== DATASET ROWS ==
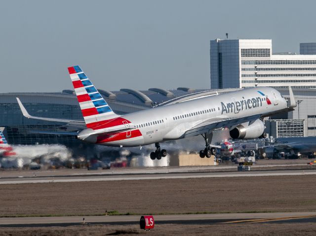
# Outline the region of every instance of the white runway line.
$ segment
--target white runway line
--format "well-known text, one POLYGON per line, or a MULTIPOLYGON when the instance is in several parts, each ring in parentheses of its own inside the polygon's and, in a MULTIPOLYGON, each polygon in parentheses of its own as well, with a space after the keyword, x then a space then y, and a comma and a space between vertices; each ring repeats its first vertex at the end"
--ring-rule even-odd
POLYGON ((284 173, 255 173, 245 172, 236 174, 206 174, 206 175, 194 175, 178 176, 144 176, 144 177, 104 177, 94 178, 57 178, 54 179, 52 178, 50 179, 31 179, 28 180, 12 180, 0 181, 0 184, 25 184, 25 183, 62 183, 70 182, 92 182, 92 181, 111 181, 120 180, 155 180, 155 179, 188 179, 196 178, 225 178, 225 177, 260 177, 260 176, 279 176, 291 175, 315 175, 316 171, 313 172, 292 172, 284 173))

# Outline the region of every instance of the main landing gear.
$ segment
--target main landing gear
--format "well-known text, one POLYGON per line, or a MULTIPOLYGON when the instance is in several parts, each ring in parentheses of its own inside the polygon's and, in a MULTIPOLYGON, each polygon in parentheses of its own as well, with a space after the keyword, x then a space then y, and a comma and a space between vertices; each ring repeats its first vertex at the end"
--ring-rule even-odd
POLYGON ((156 147, 156 150, 155 152, 151 152, 151 159, 155 160, 157 158, 157 160, 160 160, 161 157, 164 157, 167 156, 167 151, 165 149, 160 150, 158 142, 156 142, 155 144, 155 146, 156 147))
POLYGON ((210 145, 207 143, 208 138, 206 137, 206 134, 204 134, 204 135, 201 135, 205 141, 206 147, 204 150, 201 150, 199 151, 199 157, 201 158, 204 158, 205 157, 206 157, 207 158, 209 158, 212 156, 215 156, 216 154, 216 149, 215 147, 211 147, 210 145))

== DIRECTIONS ==
Express the material above as a two-column CSV with the header input,output, one row for each input paired with its output. Put each value in a single quoted field with its line breaks replaced by spaces, and leave out the pictures.

== ANSWER TO THIS TASK ==
input,output
"# Outline the region of every instance of the white runway line. $ segment --target white runway line --format ""well-known text, one POLYGON per line, or a MULTIPOLYGON when the instance is in several parts, each ring in parentheses of its own inside the polygon's and, in a MULTIPOLYGON, each polygon in parentheses of its own as well, with a space after the keyword, x then a space then y, and a comma and a space between vertices; each ring repeats its first vertex at the end"" --ring-rule even-odd","POLYGON ((284 173, 255 173, 245 172, 236 174, 206 174, 206 175, 194 175, 178 176, 144 176, 144 177, 104 177, 94 178, 57 178, 54 179, 52 178, 50 179, 31 179, 28 180, 12 180, 0 181, 0 184, 25 184, 25 183, 62 183, 70 182, 92 182, 92 181, 111 181, 120 180, 155 180, 155 179, 188 179, 196 178, 225 178, 225 177, 260 177, 260 176, 279 176, 291 175, 315 175, 316 171, 313 172, 292 172, 284 173))"
"# Outline the region of every instance of the main landing gear. $ segment --target main landing gear --format ""well-known text, one POLYGON per line, or a MULTIPOLYGON when the instance is in several parts, each ring in parentheses of its own inside the polygon's and, in a MULTIPOLYGON, each polygon in parentheses of its own as well, with a space after the keyword, x then a space then y, and a comma and a space between vertices; each ring repeats its first vertex at the end"" --ring-rule even-odd","POLYGON ((156 147, 156 150, 155 152, 151 152, 151 159, 155 160, 157 158, 157 160, 160 160, 161 157, 164 157, 167 156, 167 151, 165 149, 160 150, 158 142, 156 142, 155 144, 155 146, 156 147)) POLYGON ((210 145, 207 143, 208 138, 206 137, 206 134, 204 134, 204 135, 201 135, 205 141, 206 147, 204 150, 201 150, 199 151, 199 157, 201 158, 204 158, 205 157, 206 157, 207 158, 209 158, 212 156, 215 156, 216 154, 216 149, 215 147, 211 147, 210 145))"